Text section
---
For the next 50 years Wuras worked amongst the Griqua people (Korana) around Bethany and Pniel, being credited with "setting the Berlin Mission Station on its feet". During his early ministry at Bethany, Wuras worked with Gert Cloete, a Korana interpreter and one of the mission’s first converts, who is believed to have provided the core of the input for Wuras’s later translation of the Christian catechism into the !Ora language.

== Linguistic and ethnographic contributions ==
Wuras's institutional requirement to master indigenous languages led him to become a foundational documenter of the endangered !Ora language, being recognised as the "principal agent in the construction, development and preservation of !Ora in its written form". He worked to reduce this previously unwritten language into script.
---
Material provided
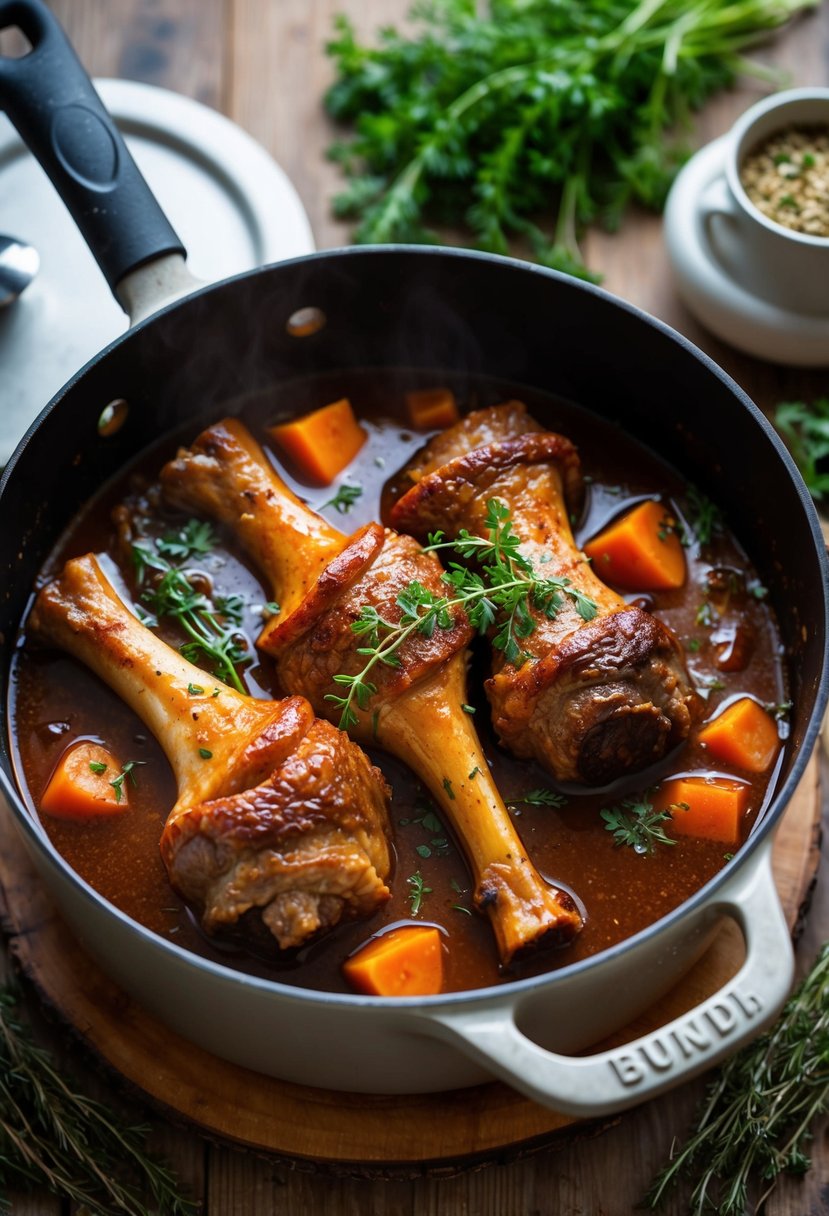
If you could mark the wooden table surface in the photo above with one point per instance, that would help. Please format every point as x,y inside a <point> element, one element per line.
<point>263,63</point>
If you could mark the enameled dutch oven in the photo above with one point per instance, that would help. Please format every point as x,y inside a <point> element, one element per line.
<point>198,349</point>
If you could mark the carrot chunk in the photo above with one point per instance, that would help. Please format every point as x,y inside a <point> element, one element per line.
<point>322,443</point>
<point>432,409</point>
<point>401,962</point>
<point>639,551</point>
<point>743,735</point>
<point>704,806</point>
<point>80,786</point>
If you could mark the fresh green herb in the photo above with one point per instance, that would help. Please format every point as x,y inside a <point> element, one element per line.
<point>127,771</point>
<point>344,499</point>
<point>193,539</point>
<point>706,614</point>
<point>213,628</point>
<point>805,429</point>
<point>754,1124</point>
<point>502,594</point>
<point>56,1137</point>
<point>637,825</point>
<point>539,798</point>
<point>492,117</point>
<point>418,891</point>
<point>704,516</point>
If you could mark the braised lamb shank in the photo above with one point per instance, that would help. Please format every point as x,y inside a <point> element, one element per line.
<point>597,699</point>
<point>416,708</point>
<point>276,810</point>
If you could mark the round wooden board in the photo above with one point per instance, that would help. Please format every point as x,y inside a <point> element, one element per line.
<point>356,1133</point>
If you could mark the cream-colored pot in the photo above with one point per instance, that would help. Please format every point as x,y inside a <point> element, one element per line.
<point>199,350</point>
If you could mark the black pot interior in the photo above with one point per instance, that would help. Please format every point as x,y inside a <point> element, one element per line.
<point>429,309</point>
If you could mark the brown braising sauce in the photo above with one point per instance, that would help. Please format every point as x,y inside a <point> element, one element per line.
<point>720,609</point>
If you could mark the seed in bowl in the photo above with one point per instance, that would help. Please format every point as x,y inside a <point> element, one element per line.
<point>787,178</point>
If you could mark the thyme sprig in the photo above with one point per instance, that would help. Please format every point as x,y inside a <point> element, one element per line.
<point>756,1116</point>
<point>637,825</point>
<point>502,594</point>
<point>212,625</point>
<point>52,1136</point>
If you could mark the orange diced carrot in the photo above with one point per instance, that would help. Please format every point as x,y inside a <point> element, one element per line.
<point>715,806</point>
<point>402,962</point>
<point>641,551</point>
<point>743,735</point>
<point>322,443</point>
<point>432,409</point>
<point>80,786</point>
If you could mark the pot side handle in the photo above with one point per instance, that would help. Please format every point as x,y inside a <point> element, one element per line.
<point>52,102</point>
<point>590,1086</point>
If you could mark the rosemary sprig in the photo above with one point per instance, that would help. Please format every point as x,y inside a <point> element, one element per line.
<point>213,628</point>
<point>51,1136</point>
<point>503,592</point>
<point>756,1116</point>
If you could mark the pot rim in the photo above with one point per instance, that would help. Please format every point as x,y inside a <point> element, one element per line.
<point>514,989</point>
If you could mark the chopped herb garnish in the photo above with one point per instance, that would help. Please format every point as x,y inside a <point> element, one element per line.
<point>805,429</point>
<point>502,594</point>
<point>195,539</point>
<point>127,771</point>
<point>344,499</point>
<point>539,798</point>
<point>706,614</point>
<point>213,628</point>
<point>418,891</point>
<point>704,517</point>
<point>635,823</point>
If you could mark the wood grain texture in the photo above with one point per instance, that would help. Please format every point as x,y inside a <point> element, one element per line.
<point>261,62</point>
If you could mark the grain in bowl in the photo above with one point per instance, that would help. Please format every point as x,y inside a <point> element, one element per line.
<point>787,179</point>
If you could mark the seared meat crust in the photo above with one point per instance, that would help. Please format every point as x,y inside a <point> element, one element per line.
<point>595,699</point>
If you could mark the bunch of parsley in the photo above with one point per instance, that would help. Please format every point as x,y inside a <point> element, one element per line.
<point>528,119</point>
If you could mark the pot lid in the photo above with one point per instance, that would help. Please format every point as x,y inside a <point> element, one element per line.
<point>231,204</point>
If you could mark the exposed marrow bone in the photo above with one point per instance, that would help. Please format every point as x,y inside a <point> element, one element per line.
<point>416,713</point>
<point>597,699</point>
<point>276,810</point>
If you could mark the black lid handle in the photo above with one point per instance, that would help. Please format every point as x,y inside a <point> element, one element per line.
<point>51,101</point>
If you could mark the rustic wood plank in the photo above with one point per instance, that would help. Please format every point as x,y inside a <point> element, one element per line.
<point>179,45</point>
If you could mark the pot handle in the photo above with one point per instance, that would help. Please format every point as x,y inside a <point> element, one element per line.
<point>590,1086</point>
<point>51,101</point>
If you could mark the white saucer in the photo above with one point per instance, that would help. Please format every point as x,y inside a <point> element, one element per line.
<point>715,297</point>
<point>231,204</point>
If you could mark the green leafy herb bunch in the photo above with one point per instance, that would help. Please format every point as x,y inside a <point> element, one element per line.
<point>523,120</point>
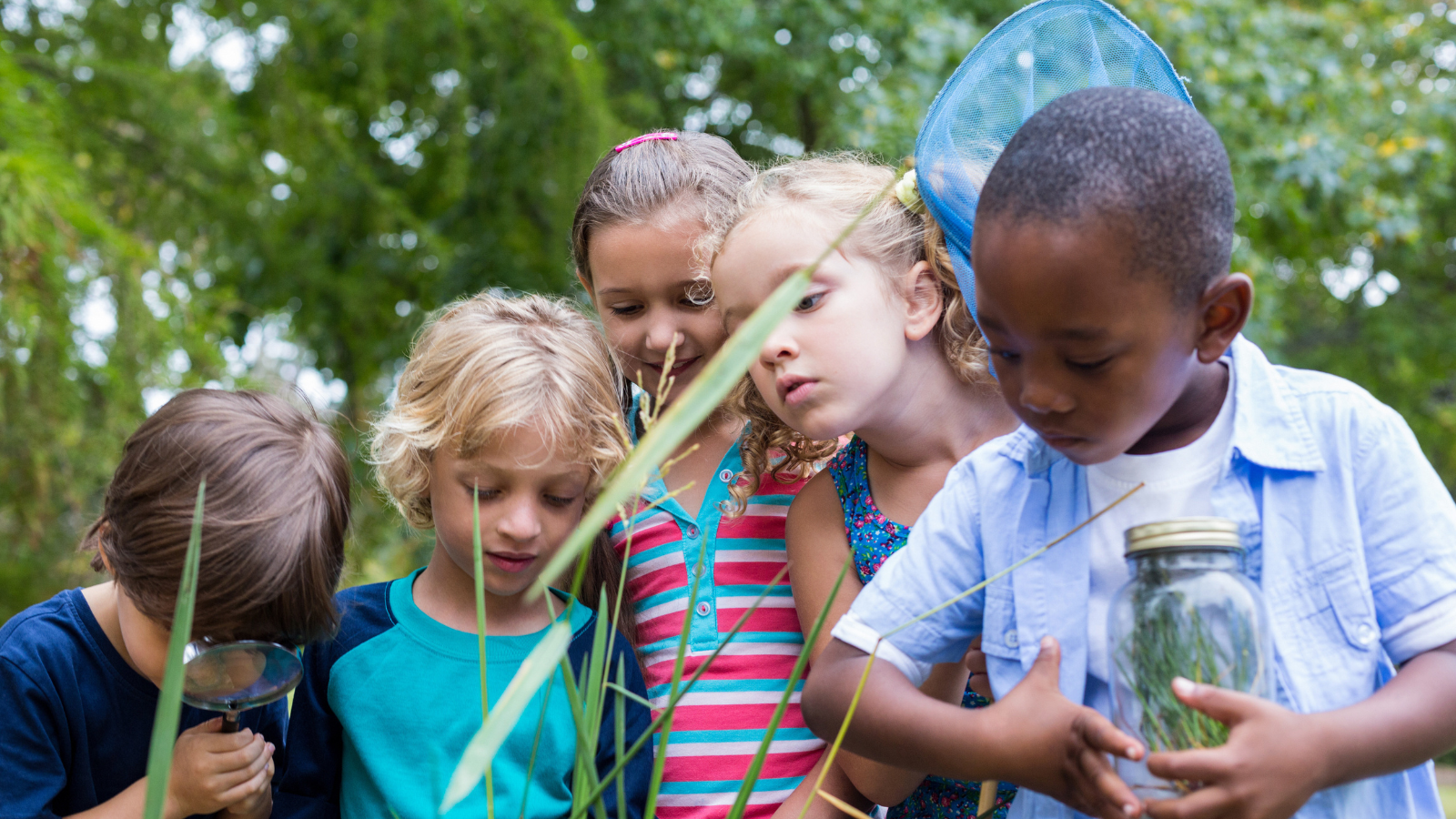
---
Tasks for this exercise
[a] In the text about Wuras, which Korana interpreter did Wuras work with during his early ministry at Bethany?
[b] Reproduce the text about Wuras from "For the next" up to and including "the !Ora language.".

Expected results
[a] Gert Cloete

[b]
For the next 50 years Wuras worked amongst the Griqua people (Korana) around Bethany and Pniel, being credited with "setting the Berlin Mission Station on its feet". During his early ministry at Bethany, Wuras worked with Gert Cloete, a Korana interpreter and one of the mission’s first converts, who is believed to have provided the core of the input for Wuras’s later translation of the Christian catechism into the !Ora language.